Exercise brief »
The entire listing below is to be reproduced exactly.

Dataset records »
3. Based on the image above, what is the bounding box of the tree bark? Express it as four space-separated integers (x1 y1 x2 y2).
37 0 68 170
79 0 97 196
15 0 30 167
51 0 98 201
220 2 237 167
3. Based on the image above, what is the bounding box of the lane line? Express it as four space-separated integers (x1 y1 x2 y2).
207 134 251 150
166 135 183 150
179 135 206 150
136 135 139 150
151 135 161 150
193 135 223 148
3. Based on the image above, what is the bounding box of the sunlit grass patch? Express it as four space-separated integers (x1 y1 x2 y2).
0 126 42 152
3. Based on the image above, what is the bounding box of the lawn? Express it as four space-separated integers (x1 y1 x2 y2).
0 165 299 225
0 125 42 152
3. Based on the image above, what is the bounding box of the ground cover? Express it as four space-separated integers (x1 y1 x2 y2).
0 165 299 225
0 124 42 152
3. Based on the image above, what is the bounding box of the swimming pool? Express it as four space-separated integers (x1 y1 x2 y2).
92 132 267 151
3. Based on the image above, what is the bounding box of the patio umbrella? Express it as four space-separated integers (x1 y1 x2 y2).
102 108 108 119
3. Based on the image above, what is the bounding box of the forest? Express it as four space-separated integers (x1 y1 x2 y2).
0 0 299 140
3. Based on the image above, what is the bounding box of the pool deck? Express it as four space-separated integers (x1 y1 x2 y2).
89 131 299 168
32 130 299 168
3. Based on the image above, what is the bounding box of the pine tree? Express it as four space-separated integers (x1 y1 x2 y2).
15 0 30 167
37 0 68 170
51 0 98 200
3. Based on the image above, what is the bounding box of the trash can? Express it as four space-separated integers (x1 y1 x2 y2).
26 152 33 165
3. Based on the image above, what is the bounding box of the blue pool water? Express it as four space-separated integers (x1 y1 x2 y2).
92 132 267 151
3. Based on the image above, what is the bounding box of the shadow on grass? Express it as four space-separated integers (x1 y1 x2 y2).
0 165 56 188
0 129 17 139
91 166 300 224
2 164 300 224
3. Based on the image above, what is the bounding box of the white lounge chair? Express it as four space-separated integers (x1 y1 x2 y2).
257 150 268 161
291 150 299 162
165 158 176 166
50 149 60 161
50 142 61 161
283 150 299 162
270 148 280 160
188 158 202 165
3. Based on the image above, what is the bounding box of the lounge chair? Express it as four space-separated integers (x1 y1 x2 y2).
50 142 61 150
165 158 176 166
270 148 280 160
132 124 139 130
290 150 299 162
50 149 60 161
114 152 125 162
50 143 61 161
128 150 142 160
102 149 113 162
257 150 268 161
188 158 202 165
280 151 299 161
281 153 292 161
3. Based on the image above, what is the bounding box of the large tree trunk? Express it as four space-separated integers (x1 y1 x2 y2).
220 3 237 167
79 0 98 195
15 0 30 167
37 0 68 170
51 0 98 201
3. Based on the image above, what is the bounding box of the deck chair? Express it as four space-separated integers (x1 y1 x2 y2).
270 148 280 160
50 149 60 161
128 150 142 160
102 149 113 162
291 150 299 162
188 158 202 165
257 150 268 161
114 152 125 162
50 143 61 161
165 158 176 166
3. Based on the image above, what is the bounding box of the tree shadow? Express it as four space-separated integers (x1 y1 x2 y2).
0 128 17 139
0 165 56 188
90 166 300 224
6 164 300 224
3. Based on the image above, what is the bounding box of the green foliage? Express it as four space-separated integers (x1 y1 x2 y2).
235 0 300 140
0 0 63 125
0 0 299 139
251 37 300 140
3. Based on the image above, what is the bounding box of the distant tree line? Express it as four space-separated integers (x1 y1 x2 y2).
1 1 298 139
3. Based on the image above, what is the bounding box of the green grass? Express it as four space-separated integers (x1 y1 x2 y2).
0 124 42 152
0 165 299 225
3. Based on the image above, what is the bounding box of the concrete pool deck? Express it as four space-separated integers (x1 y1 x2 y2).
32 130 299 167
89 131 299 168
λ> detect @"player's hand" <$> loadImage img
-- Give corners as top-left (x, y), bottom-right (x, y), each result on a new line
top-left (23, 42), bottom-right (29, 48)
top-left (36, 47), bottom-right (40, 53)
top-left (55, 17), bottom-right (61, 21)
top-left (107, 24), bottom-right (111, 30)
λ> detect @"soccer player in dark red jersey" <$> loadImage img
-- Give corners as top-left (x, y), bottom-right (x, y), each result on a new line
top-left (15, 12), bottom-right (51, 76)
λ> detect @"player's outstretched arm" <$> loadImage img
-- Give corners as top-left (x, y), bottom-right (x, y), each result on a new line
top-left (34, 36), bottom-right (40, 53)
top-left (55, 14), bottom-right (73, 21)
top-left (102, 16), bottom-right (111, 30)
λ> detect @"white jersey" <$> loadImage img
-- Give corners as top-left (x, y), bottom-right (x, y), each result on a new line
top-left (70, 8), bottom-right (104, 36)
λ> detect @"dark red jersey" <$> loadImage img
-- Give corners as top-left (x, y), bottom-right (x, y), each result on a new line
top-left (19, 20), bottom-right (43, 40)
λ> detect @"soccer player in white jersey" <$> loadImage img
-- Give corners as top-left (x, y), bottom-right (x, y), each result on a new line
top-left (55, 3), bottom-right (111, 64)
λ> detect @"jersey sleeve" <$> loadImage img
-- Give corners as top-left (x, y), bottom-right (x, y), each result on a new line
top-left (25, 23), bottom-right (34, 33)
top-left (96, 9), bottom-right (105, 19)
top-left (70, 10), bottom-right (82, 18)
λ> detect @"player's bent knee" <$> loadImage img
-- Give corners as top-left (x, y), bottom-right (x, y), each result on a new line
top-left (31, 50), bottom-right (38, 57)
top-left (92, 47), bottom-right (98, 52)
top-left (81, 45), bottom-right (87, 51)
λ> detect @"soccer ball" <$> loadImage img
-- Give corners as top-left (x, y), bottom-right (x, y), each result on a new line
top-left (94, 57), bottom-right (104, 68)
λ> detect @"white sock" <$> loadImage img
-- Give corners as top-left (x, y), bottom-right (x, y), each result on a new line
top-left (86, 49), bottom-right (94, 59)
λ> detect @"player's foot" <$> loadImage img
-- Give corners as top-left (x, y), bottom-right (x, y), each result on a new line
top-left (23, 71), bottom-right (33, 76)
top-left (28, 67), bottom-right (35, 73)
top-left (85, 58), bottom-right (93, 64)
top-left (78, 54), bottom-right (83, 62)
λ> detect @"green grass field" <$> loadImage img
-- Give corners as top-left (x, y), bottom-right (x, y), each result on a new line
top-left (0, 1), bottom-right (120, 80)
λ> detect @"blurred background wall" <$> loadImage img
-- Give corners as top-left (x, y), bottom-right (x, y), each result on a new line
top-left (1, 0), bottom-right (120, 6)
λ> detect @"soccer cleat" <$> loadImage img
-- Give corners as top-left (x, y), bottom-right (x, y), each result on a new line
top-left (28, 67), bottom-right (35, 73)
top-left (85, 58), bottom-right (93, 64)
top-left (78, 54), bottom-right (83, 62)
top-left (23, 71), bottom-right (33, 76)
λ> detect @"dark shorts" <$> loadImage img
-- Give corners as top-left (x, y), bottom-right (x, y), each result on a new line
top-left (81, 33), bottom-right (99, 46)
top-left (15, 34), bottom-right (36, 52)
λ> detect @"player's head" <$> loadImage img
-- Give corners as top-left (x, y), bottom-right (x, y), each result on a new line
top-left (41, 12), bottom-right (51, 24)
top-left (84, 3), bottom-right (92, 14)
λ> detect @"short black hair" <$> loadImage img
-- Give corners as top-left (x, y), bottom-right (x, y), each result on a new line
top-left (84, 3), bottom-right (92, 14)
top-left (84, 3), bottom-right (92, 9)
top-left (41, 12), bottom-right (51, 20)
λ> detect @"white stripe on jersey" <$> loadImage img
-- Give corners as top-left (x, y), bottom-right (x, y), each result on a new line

Result »
3. Based on the image above, what is the bounding box of the tree bark? Express it as four space-separated integers (x1 y1 x2 y2).
37 0 68 170
79 0 97 196
15 0 30 167
51 0 98 201
220 2 237 167
3. Based on the image above, what is the bounding box of the lane line? Express it as four space-separated integers (x1 y1 x2 y2).
207 134 251 150
166 135 183 150
179 135 206 150
136 135 139 150
151 135 161 150
193 135 223 148
3. Based on the image above, what is the bounding box of the sunlit grass patch? Express it as four space-separated integers (x1 y1 x2 y2).
0 126 42 152
3. Based on the image above, what is the bounding box of the lawn? Express it as four space-separated integers (x1 y1 x2 y2).
0 165 299 225
0 125 42 152
3. Based on the image above, what is the bounding box of the ground cover? Express it as four space-separated integers (x1 y1 x2 y2).
0 165 299 225
0 124 42 152
3. Based on the image above, what is the bounding box of the swimming pool? Express it as four space-separated integers (x1 y1 x2 y2).
92 132 267 151
3. Based on the image above, what is the bounding box of the patio umbrella? Express it as four space-separated integers (x1 y1 x2 y2).
102 108 108 119
3. Based on the image above, what is the bounding box of the forest? Express it as four space-separated integers (x1 y1 x2 y2).
0 0 299 140
3. Based on the image above, what is the bounding box of the pool deck? Express it as four space-separated integers (x1 y1 x2 y2).
89 131 299 168
32 130 299 168
3. Based on the image above, what is the bounding box of the pine tree? Express it as four space-separated integers (x1 y1 x2 y2).
15 0 30 167
37 0 68 170
51 0 98 200
3. Based on the image above, what is the bounding box of the trash can? Express it as four space-separated integers (x1 y1 x2 y2).
26 152 33 165
3. Based on the image above, what is the bounding box of the blue pool water? Express it as four space-separated integers (x1 y1 x2 y2).
92 132 267 151
3. Based on the image above, what is the bounding box of the shadow on grass? Express it as four space-separated integers (x1 y1 x2 y2).
0 165 56 188
0 129 17 139
91 166 300 224
2 164 300 224
3. Based on the image above, what is the bounding box of the white lounge chair? Express it as four space-separated integers (x1 y1 x2 y2).
257 150 268 161
291 150 299 162
165 158 176 166
50 149 60 161
50 142 61 161
283 150 299 162
270 148 280 160
188 158 202 165
3. Based on the image above, what is the bounding box of the lounge chair? Express it as four space-separated integers (x1 y1 x2 y2).
50 142 61 150
165 158 176 166
270 148 280 160
132 124 139 130
290 150 299 162
50 149 60 161
114 152 125 162
50 143 61 161
128 150 142 160
102 149 113 162
257 150 268 161
188 158 202 165
280 151 299 161
281 153 292 161
3. Based on the image above, what is the bounding box of the large tree trunk? Express it as four space-separated integers (x1 y1 x2 y2).
220 3 237 167
79 0 98 195
15 0 30 167
37 0 68 170
51 0 98 201
3. Based on the image above, what is the bounding box of the deck chair? Express it as four space-separated integers (x1 y1 x2 y2).
270 148 280 160
50 149 60 161
128 150 142 160
102 149 113 162
291 150 299 162
188 158 202 165
257 150 268 161
114 152 125 162
50 143 61 161
165 158 176 166
3. Based on the image above, what is the bounding box of the tree shadow? Express it as four space-separated integers (x1 y1 x2 y2).
0 128 17 139
0 165 56 188
90 166 300 224
6 164 300 224
3. Based on the image above, what is the bounding box of the green foliage? Express it as four space-separated integers (x1 y1 x2 y2).
235 0 300 140
0 0 63 125
0 0 299 139
251 37 300 140
3. Based on the image above, what is the bounding box of the distant tree line? Express it as four space-separated integers (x1 y1 x2 y2).
1 1 298 139
3. Based on the image above, what is the bounding box of the green grass? Express it as four space-separated integers (x1 y1 x2 y2).
0 124 42 152
0 165 299 225
3. Based on the image above, what is the bounding box of the concrete pool deck? Express it as four space-separated integers (x1 y1 x2 y2).
32 130 299 167
89 131 299 168
λ> detect @"player's hand" <$> loadImage img
-- Give corners as top-left (x, y), bottom-right (x, y), each result on a new line
top-left (23, 42), bottom-right (29, 48)
top-left (36, 47), bottom-right (40, 53)
top-left (55, 17), bottom-right (61, 21)
top-left (107, 24), bottom-right (111, 30)
λ> detect @"soccer player in dark red jersey" <$> loadImage img
-- Give corners as top-left (x, y), bottom-right (x, y), each result on a new line
top-left (15, 12), bottom-right (51, 76)
λ> detect @"player's outstretched arm" <$> loadImage img
-- Give corners as top-left (x, y), bottom-right (x, y), each result on a new line
top-left (34, 36), bottom-right (40, 53)
top-left (55, 14), bottom-right (73, 21)
top-left (102, 16), bottom-right (111, 30)
λ> detect @"white jersey" <$> loadImage img
-- Give corners as top-left (x, y), bottom-right (x, y), each result on a new line
top-left (70, 8), bottom-right (104, 36)
λ> detect @"dark red jersey" <$> loadImage img
-- Give corners as top-left (x, y), bottom-right (x, y), each result on a new line
top-left (19, 20), bottom-right (43, 40)
λ> detect @"soccer player in white jersey" <$> loadImage img
-- Give corners as top-left (x, y), bottom-right (x, y), each result on a new line
top-left (55, 3), bottom-right (111, 64)
λ> detect @"jersey sleeve" <$> loadImage img
-- Give corners as top-left (x, y), bottom-right (x, y), each result on a new line
top-left (25, 23), bottom-right (34, 33)
top-left (96, 9), bottom-right (105, 19)
top-left (70, 10), bottom-right (82, 18)
λ> detect @"player's bent knee" <$> loadImage img
-- Give corners as top-left (x, y), bottom-right (x, y), each result on a new line
top-left (31, 50), bottom-right (38, 57)
top-left (92, 47), bottom-right (98, 52)
top-left (81, 45), bottom-right (87, 51)
λ> detect @"soccer ball" <$> loadImage img
-- Give corners as top-left (x, y), bottom-right (x, y), each result on a new line
top-left (94, 57), bottom-right (104, 68)
λ> detect @"white sock" <$> loadImage img
-- Give corners as top-left (x, y), bottom-right (x, y), each result on a new line
top-left (86, 49), bottom-right (94, 59)
λ> detect @"player's foot" <$> loadImage img
-- Give corners as top-left (x, y), bottom-right (x, y), each result on a new line
top-left (23, 71), bottom-right (33, 76)
top-left (28, 67), bottom-right (35, 73)
top-left (85, 58), bottom-right (93, 64)
top-left (78, 54), bottom-right (83, 62)
λ> detect @"green grass field" <$> loadImage img
-- Give corners as top-left (x, y), bottom-right (x, y), each result on a new line
top-left (0, 1), bottom-right (120, 80)
λ> detect @"blurred background wall" <$> loadImage img
-- Give corners as top-left (x, y), bottom-right (x, y), each result on a new line
top-left (1, 0), bottom-right (120, 6)
λ> detect @"soccer cleat" <$> loadImage img
-- Give corners as top-left (x, y), bottom-right (x, y), each result on a new line
top-left (28, 67), bottom-right (35, 73)
top-left (85, 58), bottom-right (93, 64)
top-left (78, 54), bottom-right (83, 62)
top-left (23, 71), bottom-right (33, 76)
λ> detect @"dark shorts" <$> loadImage img
-- Give corners as top-left (x, y), bottom-right (x, y), each result on a new line
top-left (81, 33), bottom-right (99, 46)
top-left (15, 34), bottom-right (36, 52)
λ> detect @"player's head" <$> loadImage img
-- Give corners as top-left (x, y), bottom-right (x, y), each result on a new line
top-left (41, 12), bottom-right (51, 24)
top-left (84, 3), bottom-right (92, 14)
λ> detect @"short black hair" <$> loadImage img
-- Give corners as top-left (x, y), bottom-right (x, y), each result on a new line
top-left (84, 3), bottom-right (92, 14)
top-left (84, 3), bottom-right (92, 9)
top-left (41, 12), bottom-right (51, 20)
λ> detect @"white stripe on jersey" <$> loadImage img
-- Give corners as top-left (x, y), bottom-right (x, y), each result on a new line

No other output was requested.